» Work instructions:
What you return must match the listing word for word.

» Entries supplied:
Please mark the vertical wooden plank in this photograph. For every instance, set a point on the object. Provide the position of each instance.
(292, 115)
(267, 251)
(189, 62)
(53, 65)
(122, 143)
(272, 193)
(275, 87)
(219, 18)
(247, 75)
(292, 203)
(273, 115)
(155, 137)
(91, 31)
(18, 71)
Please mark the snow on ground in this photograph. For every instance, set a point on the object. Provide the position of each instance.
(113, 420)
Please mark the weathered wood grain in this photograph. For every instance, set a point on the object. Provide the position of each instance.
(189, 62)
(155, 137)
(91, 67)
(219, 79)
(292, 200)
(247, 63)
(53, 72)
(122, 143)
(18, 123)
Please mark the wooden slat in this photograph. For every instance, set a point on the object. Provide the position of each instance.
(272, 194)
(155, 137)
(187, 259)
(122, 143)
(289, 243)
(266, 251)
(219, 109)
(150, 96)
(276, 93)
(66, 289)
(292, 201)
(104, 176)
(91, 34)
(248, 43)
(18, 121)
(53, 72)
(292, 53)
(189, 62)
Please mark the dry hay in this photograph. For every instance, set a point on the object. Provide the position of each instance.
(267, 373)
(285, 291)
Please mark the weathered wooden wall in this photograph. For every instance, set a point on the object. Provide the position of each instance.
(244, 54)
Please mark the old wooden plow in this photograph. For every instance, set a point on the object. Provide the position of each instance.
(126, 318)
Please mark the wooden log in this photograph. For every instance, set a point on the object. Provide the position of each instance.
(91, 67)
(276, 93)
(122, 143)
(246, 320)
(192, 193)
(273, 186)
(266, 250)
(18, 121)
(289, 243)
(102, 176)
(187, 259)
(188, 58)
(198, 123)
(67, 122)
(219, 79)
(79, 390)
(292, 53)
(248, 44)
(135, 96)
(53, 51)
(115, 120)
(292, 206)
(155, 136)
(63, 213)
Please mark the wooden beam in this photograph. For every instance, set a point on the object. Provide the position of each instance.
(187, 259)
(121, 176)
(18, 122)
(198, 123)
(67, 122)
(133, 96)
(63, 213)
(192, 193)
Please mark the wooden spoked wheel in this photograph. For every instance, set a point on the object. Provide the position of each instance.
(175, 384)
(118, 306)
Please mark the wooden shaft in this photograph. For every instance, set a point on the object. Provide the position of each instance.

» Exercise answer:
Please mark the vertical wooden plank in this photograph. For every instance, set a point on the object. Provide the position of each instance.
(292, 115)
(267, 251)
(189, 62)
(53, 65)
(122, 143)
(272, 193)
(275, 87)
(219, 18)
(247, 75)
(292, 203)
(273, 115)
(155, 137)
(91, 31)
(18, 71)
Please mark the snow on ground in this photograph. For every instance, set a point on the object. Provide the position of each instance.
(113, 420)
Please mark the weathered wood grain in this photograph. For every instance, set a point on the object. Provide the position of each instance.
(189, 62)
(155, 137)
(91, 67)
(219, 79)
(292, 200)
(247, 63)
(53, 72)
(122, 143)
(18, 123)
Please mark the wooden slat in this photograph. For every instance, set a point on the object. Provide the position of each instance.
(272, 194)
(155, 137)
(187, 259)
(122, 143)
(289, 243)
(266, 251)
(219, 109)
(150, 96)
(276, 93)
(66, 289)
(292, 201)
(104, 176)
(91, 34)
(248, 43)
(18, 121)
(53, 72)
(292, 53)
(189, 62)
Please mark the dry hay in this photograph. For every instance, set a point on the object. Provide the position of each instance.
(267, 373)
(285, 291)
Please mark the weathered wooden wall in this photograph. For every instance, set a point on the object. Provide the position of each instance.
(244, 54)
Please mark the old wooden plow in this photograph. For every instance, set a point on the object. Provide the position of each instance.
(126, 318)
Please mark the wooden log in this photograph. For every instance, set a point on the object. Provide the position of each instance.
(91, 67)
(276, 93)
(122, 143)
(246, 320)
(192, 193)
(273, 186)
(266, 250)
(18, 121)
(289, 243)
(102, 176)
(187, 259)
(188, 58)
(198, 123)
(67, 122)
(219, 79)
(79, 390)
(292, 53)
(248, 44)
(135, 96)
(53, 51)
(115, 120)
(292, 206)
(155, 136)
(63, 213)
Please mark the wooden beam in this photograph. For every instance, set a point on the object. Provide the position of each instance.
(187, 259)
(121, 176)
(18, 122)
(198, 123)
(67, 122)
(133, 96)
(63, 213)
(192, 193)
Please mark the wooden spoked wheel in this photograph. For every instance, set a point on the object. Provide the position of each instance.
(175, 384)
(118, 306)
Please mark the wooden shaft in this photograph. For every instance, set a point on the object. Provide the position of each instance.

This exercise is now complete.